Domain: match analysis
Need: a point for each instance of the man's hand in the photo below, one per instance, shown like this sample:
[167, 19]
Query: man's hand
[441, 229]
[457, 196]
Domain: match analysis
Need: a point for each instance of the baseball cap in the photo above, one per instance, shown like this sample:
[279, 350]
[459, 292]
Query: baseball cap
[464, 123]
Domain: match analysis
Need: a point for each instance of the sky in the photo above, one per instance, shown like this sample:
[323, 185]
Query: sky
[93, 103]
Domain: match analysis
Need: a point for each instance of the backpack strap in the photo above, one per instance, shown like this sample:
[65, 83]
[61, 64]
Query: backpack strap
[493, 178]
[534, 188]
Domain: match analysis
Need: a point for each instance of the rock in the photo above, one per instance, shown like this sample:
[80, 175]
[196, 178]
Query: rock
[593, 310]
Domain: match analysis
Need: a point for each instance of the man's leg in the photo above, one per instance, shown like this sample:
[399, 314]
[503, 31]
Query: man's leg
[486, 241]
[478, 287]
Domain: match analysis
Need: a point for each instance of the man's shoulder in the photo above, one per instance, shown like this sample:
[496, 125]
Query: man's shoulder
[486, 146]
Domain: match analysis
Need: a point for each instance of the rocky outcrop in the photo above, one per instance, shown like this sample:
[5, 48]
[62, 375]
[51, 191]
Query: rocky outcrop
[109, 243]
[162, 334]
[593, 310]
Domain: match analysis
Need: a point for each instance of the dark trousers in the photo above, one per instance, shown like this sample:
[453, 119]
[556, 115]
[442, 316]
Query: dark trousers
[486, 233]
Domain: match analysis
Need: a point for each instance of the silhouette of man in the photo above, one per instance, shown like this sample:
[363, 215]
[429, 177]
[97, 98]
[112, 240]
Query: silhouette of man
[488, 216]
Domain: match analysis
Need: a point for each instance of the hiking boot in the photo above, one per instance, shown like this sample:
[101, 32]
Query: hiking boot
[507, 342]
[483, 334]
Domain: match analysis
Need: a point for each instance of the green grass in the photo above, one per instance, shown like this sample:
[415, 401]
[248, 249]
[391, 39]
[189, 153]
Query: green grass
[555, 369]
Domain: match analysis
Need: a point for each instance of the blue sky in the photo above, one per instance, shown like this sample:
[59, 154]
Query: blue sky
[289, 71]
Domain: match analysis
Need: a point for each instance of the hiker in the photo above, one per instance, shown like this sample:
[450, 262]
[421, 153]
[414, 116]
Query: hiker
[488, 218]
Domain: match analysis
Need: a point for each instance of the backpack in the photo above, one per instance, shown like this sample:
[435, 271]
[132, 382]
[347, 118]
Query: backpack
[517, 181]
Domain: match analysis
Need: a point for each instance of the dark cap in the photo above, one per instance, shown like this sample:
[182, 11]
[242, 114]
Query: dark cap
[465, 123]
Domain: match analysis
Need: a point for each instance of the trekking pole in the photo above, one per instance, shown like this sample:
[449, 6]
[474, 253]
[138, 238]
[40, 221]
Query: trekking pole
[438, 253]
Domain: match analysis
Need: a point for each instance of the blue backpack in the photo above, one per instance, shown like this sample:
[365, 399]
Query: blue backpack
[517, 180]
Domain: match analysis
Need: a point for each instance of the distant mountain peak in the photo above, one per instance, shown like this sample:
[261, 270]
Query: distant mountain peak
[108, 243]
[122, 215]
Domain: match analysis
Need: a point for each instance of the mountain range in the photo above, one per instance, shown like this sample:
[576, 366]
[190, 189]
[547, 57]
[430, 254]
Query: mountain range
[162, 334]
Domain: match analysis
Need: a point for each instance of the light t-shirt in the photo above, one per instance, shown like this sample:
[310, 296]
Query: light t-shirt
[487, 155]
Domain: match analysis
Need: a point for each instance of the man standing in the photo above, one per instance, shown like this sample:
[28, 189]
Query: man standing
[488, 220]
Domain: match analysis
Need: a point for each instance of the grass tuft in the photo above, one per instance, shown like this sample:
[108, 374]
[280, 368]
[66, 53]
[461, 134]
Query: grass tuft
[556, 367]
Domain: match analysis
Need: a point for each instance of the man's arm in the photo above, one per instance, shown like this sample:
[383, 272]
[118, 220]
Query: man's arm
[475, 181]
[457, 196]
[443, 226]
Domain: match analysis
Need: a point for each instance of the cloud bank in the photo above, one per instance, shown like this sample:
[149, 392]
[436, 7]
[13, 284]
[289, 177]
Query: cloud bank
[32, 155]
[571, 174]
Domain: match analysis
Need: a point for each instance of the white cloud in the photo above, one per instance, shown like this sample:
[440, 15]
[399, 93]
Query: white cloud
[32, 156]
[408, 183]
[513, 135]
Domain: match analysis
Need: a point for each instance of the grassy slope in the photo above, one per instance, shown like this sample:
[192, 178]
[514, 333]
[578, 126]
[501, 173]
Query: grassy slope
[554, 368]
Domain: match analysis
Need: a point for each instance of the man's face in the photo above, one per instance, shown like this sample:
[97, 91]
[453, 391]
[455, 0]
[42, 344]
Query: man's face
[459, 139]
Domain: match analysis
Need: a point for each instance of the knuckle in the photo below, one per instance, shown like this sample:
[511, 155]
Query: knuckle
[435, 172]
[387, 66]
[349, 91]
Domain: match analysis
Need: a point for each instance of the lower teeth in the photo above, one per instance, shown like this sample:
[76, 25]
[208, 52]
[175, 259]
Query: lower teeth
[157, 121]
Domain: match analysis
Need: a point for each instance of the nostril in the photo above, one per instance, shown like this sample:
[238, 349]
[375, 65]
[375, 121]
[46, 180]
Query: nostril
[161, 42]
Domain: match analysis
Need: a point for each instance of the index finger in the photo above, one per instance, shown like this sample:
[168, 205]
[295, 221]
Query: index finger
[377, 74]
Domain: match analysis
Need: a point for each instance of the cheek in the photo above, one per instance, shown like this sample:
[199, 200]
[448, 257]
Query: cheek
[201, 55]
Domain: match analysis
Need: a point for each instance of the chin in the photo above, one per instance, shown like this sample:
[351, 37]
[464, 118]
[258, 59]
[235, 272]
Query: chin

--------

→ **Try it**: Please set down each of the entries above exactly as given.

→ **Task response**:
Domain: match analysis
Need: a point for each instance of the man's hand in the photo below, one per instance, shown like this sample:
[167, 19]
Query: man's hand
[441, 229]
[457, 196]
Domain: match analysis
Need: a point for each instance of the baseball cap in the photo above, one per instance, shown like this sample:
[279, 350]
[459, 292]
Query: baseball cap
[464, 123]
Domain: match analysis
Need: a point for each instance of the sky in the photo above, one per instance, shown like this sample:
[323, 185]
Query: sky
[93, 103]
Domain: match analysis
Need: a point for each instance of the backpack strap in the photo above, one per instance, shown like this sample:
[65, 83]
[61, 64]
Query: backpack strap
[493, 178]
[534, 188]
Domain: match analysis
Need: a point for each instance of the rock in the photo above, one per instance, shown like this sample:
[80, 175]
[196, 178]
Query: rock
[593, 310]
Domain: match analysis
Need: a point for each instance of the man's leg in the photo above, one per instance, shown like this sample:
[399, 314]
[503, 31]
Query: man's leg
[486, 241]
[478, 287]
Domain: match analysis
Need: a point for each instance of the man's shoulder in the photo above, one per instance, shown like this sample:
[496, 125]
Query: man's shoulder
[486, 146]
Domain: match analysis
Need: a point for each instance of the rocky outcrop in the photo above, one per instance, shown like this sample:
[5, 48]
[62, 375]
[51, 191]
Query: rocky outcrop
[109, 243]
[162, 334]
[593, 310]
Domain: match analysis
Need: a point for each instance of the dark trousers in the photo above, one per instance, shown like this sample:
[453, 119]
[556, 115]
[442, 316]
Query: dark trousers
[486, 233]
Domain: match analysis
Need: a point for each instance of the silhouette of man in the photo above, one per instance, shown like this sample:
[363, 215]
[429, 177]
[97, 98]
[112, 240]
Query: silhouette of man
[488, 216]
Domain: match analysis
Need: a point for each instance of the hiking boot in the photo above, one per instance, shown like this sample:
[101, 32]
Query: hiking boot
[507, 342]
[483, 334]
Domain: match analysis
Need: a point for each instance of the green grass in the photo above, one per instance, shown like this sample:
[415, 401]
[248, 249]
[391, 39]
[189, 153]
Query: green grass
[555, 369]
Domain: match analysis
Need: a point for each instance of the blue sky in the photo above, one per instance, shown like this sample:
[59, 154]
Query: blue sky
[289, 71]
Domain: match analysis
Need: a point for each instance of the hiker in the photo above, one per instance, shown like this sample:
[450, 262]
[421, 153]
[414, 116]
Query: hiker
[488, 218]
Domain: match analysis
Need: a point for each instance of the backpack in the photo above, one per instance, shown like this sample:
[435, 271]
[132, 382]
[347, 118]
Query: backpack
[517, 181]
Domain: match analysis
Need: a point for each instance of the dark cap in the photo above, one per instance, shown like this sample:
[182, 11]
[242, 114]
Query: dark cap
[465, 123]
Domain: match analysis
Need: a point for each instance of the trekking pole in the photo above, one per instance, shown like this sample:
[449, 6]
[474, 253]
[138, 238]
[40, 221]
Query: trekking pole
[438, 253]
Domain: match analysis
Need: a point for each instance of the blue backpack in the photo above, one per instance, shown like this sample:
[365, 399]
Query: blue backpack
[517, 180]
Domain: match analysis
Need: a point for each instance of the distant mountain peak in the photo above, one per instance, shown like this sample:
[261, 270]
Query: distant mountain peak
[108, 243]
[122, 215]
Domain: match analysis
Need: a point for each instance of the mountain range in the photo above, one per instance, shown like this sample:
[576, 366]
[190, 189]
[547, 57]
[430, 254]
Query: mountain range
[162, 334]
Domain: match analysis
Need: a point for each instance of the light t-shirt in the photo above, one per instance, shown like this sample:
[310, 296]
Query: light t-shirt
[487, 155]
Domain: match analysis
Need: a point for each instance of the man standing in the photo above, one per instance, shown like this sample:
[28, 189]
Query: man standing
[488, 220]
Domain: match analysis
Need: a point for each instance of the grass tuft in the photo above, one per instance, shown like this sample:
[108, 374]
[280, 368]
[66, 53]
[461, 134]
Query: grass tuft
[556, 367]
Domain: match analysis
Need: a point for each instance of the man's arm in the photo above, one per instance, shown like this sample:
[383, 272]
[118, 220]
Query: man's arm
[475, 181]
[457, 196]
[443, 226]
Domain: match analysis
Need: a point for each instance of the cloud bank in the photo above, one per instance, shown like this sample:
[149, 392]
[436, 7]
[13, 284]
[289, 177]
Query: cloud bank
[32, 155]
[571, 174]
Domain: match analysis
Need: a point for each instance of the white cloud in the photo above, one per instance, shown like this sample:
[440, 15]
[399, 93]
Query: white cloud
[32, 156]
[408, 183]
[513, 135]
Domain: match analysis
Need: a point for each instance of the grassy slope in the photo above, one per instance, shown like this sample:
[192, 178]
[514, 333]
[578, 126]
[501, 173]
Query: grassy slope
[554, 368]
Domain: match analysis
Need: a point for each instance of the man's face in the photo above, one per instance, shown like this sample:
[97, 91]
[453, 391]
[455, 0]
[42, 344]
Query: man's face
[459, 139]
Domain: match analysis
Need: a point for each instance of the knuckle in the photo below, one per instance, shown like this sample:
[511, 155]
Query: knuckle
[435, 172]
[387, 66]
[349, 91]
Domain: match analysis
Need: a point for each instance of the lower teeth in the photo above, one per instance, shown like this sample:
[76, 25]
[208, 52]
[175, 259]
Query: lower teeth
[157, 121]
Domain: match analysis
Need: a point for each instance of the nostril in the photo above, one per instance, shown like this sample:
[238, 349]
[375, 65]
[375, 121]
[46, 180]
Query: nostril
[161, 42]
Domain: match analysis
Need: a point for each instance of the index finger in the photo above, one per instance, shown like this sample:
[168, 205]
[295, 221]
Query: index finger
[377, 74]
Domain: match analysis
Need: a point for each instance of the cheek in the photo above, one per instance, shown like this sample:
[199, 200]
[448, 257]
Query: cheek
[201, 55]
Domain: match analysis
Need: a point for each instance of the chin in the photo above, one per instance, shown like this sample:
[351, 37]
[464, 118]
[258, 59]
[235, 272]
Query: chin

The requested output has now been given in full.